WHAT YOU NEED TO DO — Repeat the records below exactly as they appear, leaving out any pictures.

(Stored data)
%%

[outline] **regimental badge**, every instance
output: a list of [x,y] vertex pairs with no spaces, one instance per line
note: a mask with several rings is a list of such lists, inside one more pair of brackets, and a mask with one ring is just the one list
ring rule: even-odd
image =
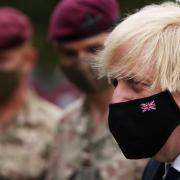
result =
[[156,110],[156,103],[154,101],[142,103],[141,110],[142,110],[142,112]]

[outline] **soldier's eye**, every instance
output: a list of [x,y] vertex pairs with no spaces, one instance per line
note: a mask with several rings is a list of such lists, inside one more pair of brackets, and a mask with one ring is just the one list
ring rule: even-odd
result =
[[77,57],[77,52],[73,50],[64,50],[62,54],[68,58],[75,58]]
[[102,48],[103,48],[102,45],[97,44],[97,45],[88,46],[88,47],[86,48],[86,50],[87,50],[89,53],[96,54],[98,51],[102,50]]

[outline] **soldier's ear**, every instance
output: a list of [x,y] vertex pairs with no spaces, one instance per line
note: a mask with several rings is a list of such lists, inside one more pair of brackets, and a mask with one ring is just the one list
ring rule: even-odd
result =
[[37,61],[39,54],[34,47],[29,47],[26,56],[28,61],[31,61],[31,63],[34,64]]
[[24,56],[25,63],[23,69],[26,73],[30,73],[38,59],[38,52],[34,47],[28,46]]

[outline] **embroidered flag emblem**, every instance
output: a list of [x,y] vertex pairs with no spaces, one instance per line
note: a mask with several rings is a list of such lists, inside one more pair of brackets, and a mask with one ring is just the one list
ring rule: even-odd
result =
[[142,103],[141,109],[142,109],[142,112],[156,110],[156,104],[154,101]]

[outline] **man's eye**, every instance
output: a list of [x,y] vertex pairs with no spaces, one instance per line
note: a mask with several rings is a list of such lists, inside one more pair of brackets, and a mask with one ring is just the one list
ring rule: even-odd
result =
[[111,84],[112,84],[114,87],[117,87],[117,85],[118,85],[118,80],[117,80],[117,79],[111,79]]
[[134,80],[134,79],[127,80],[127,83],[129,85],[129,87],[131,87],[135,91],[141,91],[141,90],[143,90],[143,89],[150,86],[147,83],[144,83],[142,81],[137,81],[137,80]]
[[64,55],[67,57],[76,57],[77,53],[75,51],[65,51]]
[[98,51],[102,50],[103,46],[97,45],[97,46],[89,46],[87,47],[87,51],[92,54],[96,54]]
[[71,49],[60,49],[58,53],[66,58],[75,58],[77,57],[77,52]]
[[140,84],[142,84],[140,81],[136,81],[136,80],[134,80],[134,79],[128,80],[128,83],[129,83],[129,84],[134,84],[134,85],[140,85]]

%%

WRITTEN SOLUTION —
[outline] **regimental badge**, every instance
output: a list of [x,y] vertex pairs with no spaces, one instance per line
note: a mask with several rings is a list of such lists, inside one more pair of brackets, and a mask with one ring is just the one list
ring rule: even-odd
image =
result =
[[156,110],[156,103],[154,101],[142,103],[141,110],[142,110],[142,112]]

[outline] **soldier's eye**, every instance
output: a list of [x,y] vertex pairs with no spaces, one instance per line
note: a mask with several rings is a list of such lists, inside one more pair of brackets, and a mask with one ring is just the one list
ring rule: even-odd
result =
[[77,57],[77,52],[73,50],[64,50],[62,54],[68,58],[75,58]]
[[102,48],[103,48],[102,45],[97,44],[97,45],[88,46],[88,47],[86,48],[86,50],[87,50],[89,53],[96,54],[98,51],[102,50]]

[outline] **soldier's ear**, every instance
output: a list of [x,y] vertex pairs with no spaces, one instance per line
note: a mask with several rings is a list of such lists, inside one more pair of brackets, and a mask with one ring is just the one list
ring rule: even-odd
result =
[[37,61],[39,54],[34,47],[29,47],[26,56],[28,61],[31,61],[31,63],[34,64]]
[[24,56],[25,63],[23,69],[26,73],[30,73],[38,59],[38,52],[34,47],[28,46]]

[outline] **embroidered flag emblem**, every instance
output: a list of [x,y] vertex pairs with no spaces, one instance per line
note: a mask with several rings is a list of such lists, inside one more pair of brackets, and a mask with one ring is just the one list
ring rule: even-odd
result =
[[142,103],[141,109],[142,109],[142,112],[156,110],[156,104],[154,101]]

[outline] **man's eye**, every instance
output: a list of [x,y] vertex pairs with no spaces, one instance per line
note: a mask with several rings is a list of such lists, inside one more pair of brackets, and a mask with one ring is just the one list
ring rule: even-odd
result =
[[111,84],[112,84],[114,87],[117,87],[117,85],[118,85],[118,80],[117,80],[117,79],[111,79]]
[[134,80],[134,79],[127,80],[127,83],[129,85],[129,87],[131,87],[135,91],[141,91],[141,90],[143,90],[143,89],[150,86],[147,83],[144,83],[142,81],[137,81],[137,80]]
[[64,55],[67,57],[76,57],[77,53],[75,51],[65,51]]
[[98,51],[102,50],[103,46],[97,45],[97,46],[89,46],[87,47],[87,51],[92,54],[96,54]]
[[71,49],[60,49],[58,53],[66,58],[75,58],[77,57],[77,52]]
[[140,84],[142,84],[140,81],[136,81],[136,80],[134,80],[134,79],[128,80],[128,83],[129,83],[129,84],[134,84],[134,85],[140,85]]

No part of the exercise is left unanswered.